EXTRAIT À LIRE:

-------------------------

Mais quelques jours plus tard, sa santé se détériore. Son visage gonfle, son cerveau suinte et il commence à délirer, jusqu'à demander qu'on lui porte instamment son pantalon pour qu'il puisse aller se promener. Son cerveau a contracté une infection fongique et il tombe dans le coma. Un menuisier des environs vient prendre ses mesures pour son cercueil.
Le médecin américain John M. Harlow
Quatorze jours plus tard, Harlow lui fait subir une opération de la dernière chance, en ponctionnant le tissu cérébral à travers la cavité nasale pour drainer la plaie.
Pendant des semaines, la santé de Gage est plus qu'aléatoire et il perd la vue de son œil gauche, qui restera suturé jusqu'à la fin de sa vie.
Néanmoins, il finit par se stabiliser et, à la fin novembre, rentre chez lui à Lebanon, dans le New Hampshire –en compagnie de sa barre à mine, qu'il se met désormais à trimballer partout avec lui.
Dans son journal, Harlow joue les modestes et minimise son rôle dans la guérison de Gage: «Je l'ai pansé, écrit-il, Dieu l'a soigné.»
Pendant sa convalescence, des histoires sur Gage commencent à fleurir dans les journaux, avec divers degrés d'exactitude.
Dans la plupart, le ton est au sensationnalisme, et on met surtout en avant le caractère radicalement invraisemblable de sa survie. Le cas fait aussi jacasser les médecins –même s'ils demeurent des plus sceptiques. Un praticien y voit une «invention yankee» et, selon Harlow, d'autres se comportent avec Gage comme Saint Thomas avec Jésus:
«Ils refusaient de croire que l'homme avait survécu tant qu'ils n'avaient pas fourré leurs doigts dans le trou de son crâne.»
En 1849, le Dr. Henry Bigelow convoque Gage à la faculté de médecine de Harvard pour une évaluation. Même si Gage reste pour lui une curiosité –il le présente à ses collègues parallèlement à une stalagmite «remarquable pour sa ressemblance avec un pénis pétrifié»– cette visite est, avec le compte-rendu de Harlow, le seul témoignage détaillé et direct que nous avons sur Gage et son accident. Etonnamment, Bigelow estime que Gage a«passablement recouvré ses facultés de corps et d'esprit». Il convient cependant de noter que, comme le voulaient les examens neurologiques de l'époque, Bigelow n'a sans doute testé Gage que pour des déficiences sensorielles et motrices. Et parce que Gage pouvait encore marcher, parler, voir et entendre, Bigelow en a conclu à la bonne santé de son cerveau.

-------------------------

DONNÉES FOURNIES:

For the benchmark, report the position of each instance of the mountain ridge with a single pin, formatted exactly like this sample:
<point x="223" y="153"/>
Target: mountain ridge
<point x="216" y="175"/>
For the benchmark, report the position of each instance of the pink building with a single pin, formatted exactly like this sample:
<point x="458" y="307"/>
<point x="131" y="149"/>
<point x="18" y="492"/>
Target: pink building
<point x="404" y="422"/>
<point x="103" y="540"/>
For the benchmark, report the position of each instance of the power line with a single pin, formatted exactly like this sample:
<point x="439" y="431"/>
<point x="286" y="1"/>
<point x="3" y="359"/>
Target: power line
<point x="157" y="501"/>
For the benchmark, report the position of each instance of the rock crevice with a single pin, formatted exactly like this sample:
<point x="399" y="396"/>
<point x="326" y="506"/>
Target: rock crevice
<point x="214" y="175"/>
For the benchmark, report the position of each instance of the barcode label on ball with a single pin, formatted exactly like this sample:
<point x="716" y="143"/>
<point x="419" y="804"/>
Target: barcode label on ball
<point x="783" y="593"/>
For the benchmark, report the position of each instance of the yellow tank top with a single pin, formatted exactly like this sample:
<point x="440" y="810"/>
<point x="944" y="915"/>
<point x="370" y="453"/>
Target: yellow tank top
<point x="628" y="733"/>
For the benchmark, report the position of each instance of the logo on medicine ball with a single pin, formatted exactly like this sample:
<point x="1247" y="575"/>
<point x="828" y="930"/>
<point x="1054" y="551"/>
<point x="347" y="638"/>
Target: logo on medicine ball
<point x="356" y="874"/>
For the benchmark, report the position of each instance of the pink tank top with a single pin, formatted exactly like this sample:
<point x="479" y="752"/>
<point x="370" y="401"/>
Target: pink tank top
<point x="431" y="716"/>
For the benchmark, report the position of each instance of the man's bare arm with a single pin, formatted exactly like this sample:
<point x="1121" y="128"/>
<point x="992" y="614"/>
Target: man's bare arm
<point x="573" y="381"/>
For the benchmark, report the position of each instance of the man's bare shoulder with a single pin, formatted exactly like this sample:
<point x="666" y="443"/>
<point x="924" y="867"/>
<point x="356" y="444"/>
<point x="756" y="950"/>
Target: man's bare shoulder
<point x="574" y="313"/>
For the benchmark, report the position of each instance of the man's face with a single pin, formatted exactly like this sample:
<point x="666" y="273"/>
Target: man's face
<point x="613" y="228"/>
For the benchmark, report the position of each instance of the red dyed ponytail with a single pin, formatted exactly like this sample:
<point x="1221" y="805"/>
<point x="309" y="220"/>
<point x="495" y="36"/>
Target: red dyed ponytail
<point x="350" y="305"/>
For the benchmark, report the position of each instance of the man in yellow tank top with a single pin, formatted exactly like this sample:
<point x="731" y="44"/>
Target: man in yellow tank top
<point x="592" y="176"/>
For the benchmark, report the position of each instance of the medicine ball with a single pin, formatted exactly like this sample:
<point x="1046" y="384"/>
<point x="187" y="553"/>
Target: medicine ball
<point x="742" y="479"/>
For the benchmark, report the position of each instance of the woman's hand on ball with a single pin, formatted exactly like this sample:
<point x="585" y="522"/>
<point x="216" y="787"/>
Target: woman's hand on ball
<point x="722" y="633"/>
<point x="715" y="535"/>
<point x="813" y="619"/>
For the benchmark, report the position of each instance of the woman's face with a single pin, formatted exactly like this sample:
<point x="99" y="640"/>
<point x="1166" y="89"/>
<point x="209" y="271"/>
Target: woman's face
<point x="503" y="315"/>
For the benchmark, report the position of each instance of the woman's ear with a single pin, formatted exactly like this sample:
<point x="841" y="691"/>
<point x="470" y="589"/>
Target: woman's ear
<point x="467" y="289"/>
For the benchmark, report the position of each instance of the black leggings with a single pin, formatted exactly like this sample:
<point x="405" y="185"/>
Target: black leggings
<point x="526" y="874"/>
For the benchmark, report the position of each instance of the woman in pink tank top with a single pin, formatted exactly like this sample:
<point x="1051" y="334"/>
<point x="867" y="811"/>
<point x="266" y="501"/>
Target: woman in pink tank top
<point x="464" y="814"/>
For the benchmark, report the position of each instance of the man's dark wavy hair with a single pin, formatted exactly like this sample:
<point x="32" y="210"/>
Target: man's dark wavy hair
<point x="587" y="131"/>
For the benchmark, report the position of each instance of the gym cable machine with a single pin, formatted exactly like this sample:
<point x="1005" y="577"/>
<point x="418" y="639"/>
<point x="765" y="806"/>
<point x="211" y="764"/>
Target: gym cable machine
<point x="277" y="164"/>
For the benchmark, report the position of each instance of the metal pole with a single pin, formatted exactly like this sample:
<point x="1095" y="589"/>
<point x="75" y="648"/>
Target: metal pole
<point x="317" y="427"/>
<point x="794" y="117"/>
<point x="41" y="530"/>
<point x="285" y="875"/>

-------------------------

CONSIGNE: Reproduisez mot pour mot l'extrait sur le cas Gage, de «Le médecin américain» à «fin de sa vie.».

RÉPONSE:
Le médecin américain John M. Harlow
Quatorze jours plus tard, Harlow lui fait subir une opération de la dernière chance, en ponctionnant le tissu cérébral à travers la cavité nasale pour drainer la plaie.
Pendant des semaines, la santé de Gage est plus qu'aléatoire et il perd la vue de son œil gauche, qui restera suturé jusqu'à la fin de sa vie.